** Supplied records **
────────────────────
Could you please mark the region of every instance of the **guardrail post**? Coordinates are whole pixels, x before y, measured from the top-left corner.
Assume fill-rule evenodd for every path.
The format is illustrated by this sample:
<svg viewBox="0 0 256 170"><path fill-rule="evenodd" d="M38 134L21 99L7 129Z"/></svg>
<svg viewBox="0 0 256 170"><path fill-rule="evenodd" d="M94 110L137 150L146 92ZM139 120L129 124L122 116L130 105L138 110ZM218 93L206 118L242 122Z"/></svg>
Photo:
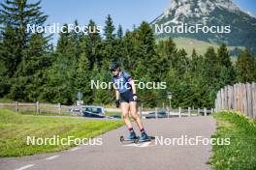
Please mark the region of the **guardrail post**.
<svg viewBox="0 0 256 170"><path fill-rule="evenodd" d="M61 114L61 104L58 103L58 113Z"/></svg>
<svg viewBox="0 0 256 170"><path fill-rule="evenodd" d="M207 108L206 107L204 107L204 116L208 116Z"/></svg>
<svg viewBox="0 0 256 170"><path fill-rule="evenodd" d="M16 101L16 111L18 112L18 101Z"/></svg>
<svg viewBox="0 0 256 170"><path fill-rule="evenodd" d="M36 102L36 112L39 113L39 101Z"/></svg>
<svg viewBox="0 0 256 170"><path fill-rule="evenodd" d="M140 112L140 118L142 119L142 117L143 117L143 111L142 111L142 107L139 107L139 112Z"/></svg>

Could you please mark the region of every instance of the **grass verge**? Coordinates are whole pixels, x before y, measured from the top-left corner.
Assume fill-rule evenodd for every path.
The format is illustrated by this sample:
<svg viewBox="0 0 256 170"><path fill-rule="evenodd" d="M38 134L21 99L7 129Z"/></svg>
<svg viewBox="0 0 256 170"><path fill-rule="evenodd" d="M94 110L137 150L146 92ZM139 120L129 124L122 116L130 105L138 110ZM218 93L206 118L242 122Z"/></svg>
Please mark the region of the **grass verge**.
<svg viewBox="0 0 256 170"><path fill-rule="evenodd" d="M215 170L256 169L256 122L238 112L213 115L217 130L211 138L230 138L230 145L213 145L209 163Z"/></svg>
<svg viewBox="0 0 256 170"><path fill-rule="evenodd" d="M21 156L69 149L71 145L27 145L27 136L36 138L92 138L122 126L122 121L48 118L21 115L0 109L0 156ZM104 143L104 141L103 141Z"/></svg>

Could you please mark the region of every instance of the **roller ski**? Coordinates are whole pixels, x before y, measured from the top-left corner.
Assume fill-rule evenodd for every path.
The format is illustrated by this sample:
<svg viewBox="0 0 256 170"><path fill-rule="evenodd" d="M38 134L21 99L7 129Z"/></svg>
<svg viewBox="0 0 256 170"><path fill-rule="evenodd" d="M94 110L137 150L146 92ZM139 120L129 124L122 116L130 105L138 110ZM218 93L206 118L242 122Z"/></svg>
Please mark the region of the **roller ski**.
<svg viewBox="0 0 256 170"><path fill-rule="evenodd" d="M139 141L140 137L136 136L134 132L130 133L130 135L127 138L124 138L124 136L120 136L120 142L134 142L137 143Z"/></svg>

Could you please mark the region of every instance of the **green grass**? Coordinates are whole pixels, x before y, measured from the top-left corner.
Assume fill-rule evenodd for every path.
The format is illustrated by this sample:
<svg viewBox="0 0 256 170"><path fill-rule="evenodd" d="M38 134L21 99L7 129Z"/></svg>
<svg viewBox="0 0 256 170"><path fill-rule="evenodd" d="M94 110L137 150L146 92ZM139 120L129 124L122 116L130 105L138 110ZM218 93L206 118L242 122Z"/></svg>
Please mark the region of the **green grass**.
<svg viewBox="0 0 256 170"><path fill-rule="evenodd" d="M158 39L158 41L165 39ZM184 48L189 57L192 55L193 48L196 49L197 54L204 55L209 46L212 46L215 49L215 52L219 47L219 45L216 43L210 43L208 42L198 41L189 38L175 38L174 42L176 42L177 48L179 49ZM227 47L229 50L233 50L236 46L227 46ZM244 49L243 46L237 46L237 47L240 49Z"/></svg>
<svg viewBox="0 0 256 170"><path fill-rule="evenodd" d="M107 116L121 116L121 112L106 112Z"/></svg>
<svg viewBox="0 0 256 170"><path fill-rule="evenodd" d="M34 112L34 111L21 111L19 112L21 115L34 115L34 116L77 116L76 114L72 113L48 113L48 112Z"/></svg>
<svg viewBox="0 0 256 170"><path fill-rule="evenodd" d="M92 138L122 126L122 121L48 118L0 109L0 156L21 156L69 149L71 145L27 145L27 136ZM104 142L104 141L103 141Z"/></svg>
<svg viewBox="0 0 256 170"><path fill-rule="evenodd" d="M237 112L213 116L217 131L212 138L230 138L230 145L213 145L209 163L215 170L256 169L256 122Z"/></svg>
<svg viewBox="0 0 256 170"><path fill-rule="evenodd" d="M10 103L10 102L16 102L16 101L14 101L12 99L9 99L0 98L0 102L2 102L2 103L6 103L6 102Z"/></svg>

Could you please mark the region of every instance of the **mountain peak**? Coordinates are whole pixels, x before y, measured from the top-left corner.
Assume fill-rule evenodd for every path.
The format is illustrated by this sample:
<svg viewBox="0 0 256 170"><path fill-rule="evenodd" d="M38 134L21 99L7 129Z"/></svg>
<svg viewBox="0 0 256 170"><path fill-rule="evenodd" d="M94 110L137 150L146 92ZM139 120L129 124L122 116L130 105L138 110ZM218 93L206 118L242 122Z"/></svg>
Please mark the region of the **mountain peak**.
<svg viewBox="0 0 256 170"><path fill-rule="evenodd" d="M223 8L230 12L240 11L231 0L172 0L171 6L164 12L165 15L183 14L186 16L207 15L215 8Z"/></svg>
<svg viewBox="0 0 256 170"><path fill-rule="evenodd" d="M175 30L176 26L197 24L218 28L218 31L170 31ZM226 42L234 46L256 46L256 18L241 11L232 0L172 0L170 6L151 22L151 25L154 30L162 30L155 31L156 38L183 37L214 43ZM163 31L165 28L169 33ZM222 28L230 28L230 31L225 32Z"/></svg>

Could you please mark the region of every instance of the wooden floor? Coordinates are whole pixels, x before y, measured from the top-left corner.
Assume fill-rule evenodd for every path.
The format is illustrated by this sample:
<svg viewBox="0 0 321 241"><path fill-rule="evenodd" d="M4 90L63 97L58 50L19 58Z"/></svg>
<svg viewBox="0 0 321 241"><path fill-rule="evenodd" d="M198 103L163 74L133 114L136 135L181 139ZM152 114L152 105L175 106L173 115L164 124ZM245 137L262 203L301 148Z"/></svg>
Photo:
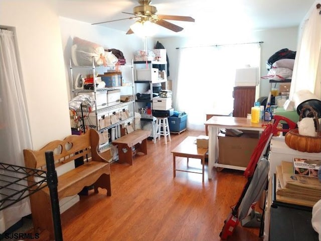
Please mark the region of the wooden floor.
<svg viewBox="0 0 321 241"><path fill-rule="evenodd" d="M82 196L61 215L64 240L218 240L230 206L246 182L242 172L213 171L202 175L177 172L173 178L171 151L188 136L205 132L186 131L172 135L164 144L147 142L148 154L134 158L133 165L111 165L112 195L105 191ZM186 167L179 158L177 168ZM201 170L201 161L189 165ZM229 240L259 240L257 228L238 226Z"/></svg>

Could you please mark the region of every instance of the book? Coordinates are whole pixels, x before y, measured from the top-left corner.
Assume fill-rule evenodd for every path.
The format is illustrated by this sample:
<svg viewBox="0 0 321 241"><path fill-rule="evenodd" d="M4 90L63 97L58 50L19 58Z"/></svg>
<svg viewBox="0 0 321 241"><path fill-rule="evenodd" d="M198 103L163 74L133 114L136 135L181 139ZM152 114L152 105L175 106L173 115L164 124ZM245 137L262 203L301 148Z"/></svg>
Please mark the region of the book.
<svg viewBox="0 0 321 241"><path fill-rule="evenodd" d="M312 207L321 199L321 183L313 177L294 175L293 167L293 163L284 161L276 167L276 200Z"/></svg>
<svg viewBox="0 0 321 241"><path fill-rule="evenodd" d="M317 171L321 166L321 160L294 157L293 163L295 175L317 177Z"/></svg>

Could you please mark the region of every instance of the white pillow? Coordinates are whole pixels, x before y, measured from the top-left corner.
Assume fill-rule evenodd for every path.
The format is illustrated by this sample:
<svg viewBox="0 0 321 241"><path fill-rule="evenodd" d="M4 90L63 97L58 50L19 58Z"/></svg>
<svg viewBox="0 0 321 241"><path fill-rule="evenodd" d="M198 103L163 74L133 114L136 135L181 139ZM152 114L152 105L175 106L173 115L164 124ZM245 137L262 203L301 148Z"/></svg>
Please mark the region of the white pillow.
────────────────────
** Task directions **
Lay out everything from the line containing "of the book?" down to the last line above, both included, as a JSON list of strings, one string per line, with blank lines omitted.

** Final result **
[
  "Could you please mark the region of every instance of the book? Coordinates are whole pixels, x before y, measured from the top-left corner.",
  "Assume fill-rule evenodd for every path.",
  "The format is illustrated by this sample:",
  "<svg viewBox=\"0 0 321 241\"><path fill-rule=\"evenodd\" d=\"M4 90L63 97L58 50L19 58Z\"/></svg>",
  "<svg viewBox=\"0 0 321 241\"><path fill-rule=\"evenodd\" d=\"M198 103L163 74L133 114L136 135L181 139ZM152 114L152 105L175 106L173 115L164 124ZM245 137L262 203L301 148Z\"/></svg>",
  "Please mark the region of the book.",
  "<svg viewBox=\"0 0 321 241\"><path fill-rule=\"evenodd\" d=\"M312 207L321 199L321 183L313 177L294 175L293 167L293 163L284 161L276 167L276 200Z\"/></svg>",
  "<svg viewBox=\"0 0 321 241\"><path fill-rule=\"evenodd\" d=\"M317 171L321 166L321 160L294 157L293 163L295 175L317 177Z\"/></svg>",
  "Could you please mark the region of every instance of the white pillow? Coordinates are whole pixels, x before y, measured from the top-left corner.",
  "Assume fill-rule evenodd for every path.",
  "The format is illustrated by this sample:",
  "<svg viewBox=\"0 0 321 241\"><path fill-rule=\"evenodd\" d=\"M4 90L63 97L58 50L19 58Z\"/></svg>",
  "<svg viewBox=\"0 0 321 241\"><path fill-rule=\"evenodd\" d=\"M198 103L163 74L133 114L136 135L181 139ZM152 114L152 105L175 106L173 115L164 124ZM245 137L262 203L301 148Z\"/></svg>",
  "Please mark the region of the white pillow."
]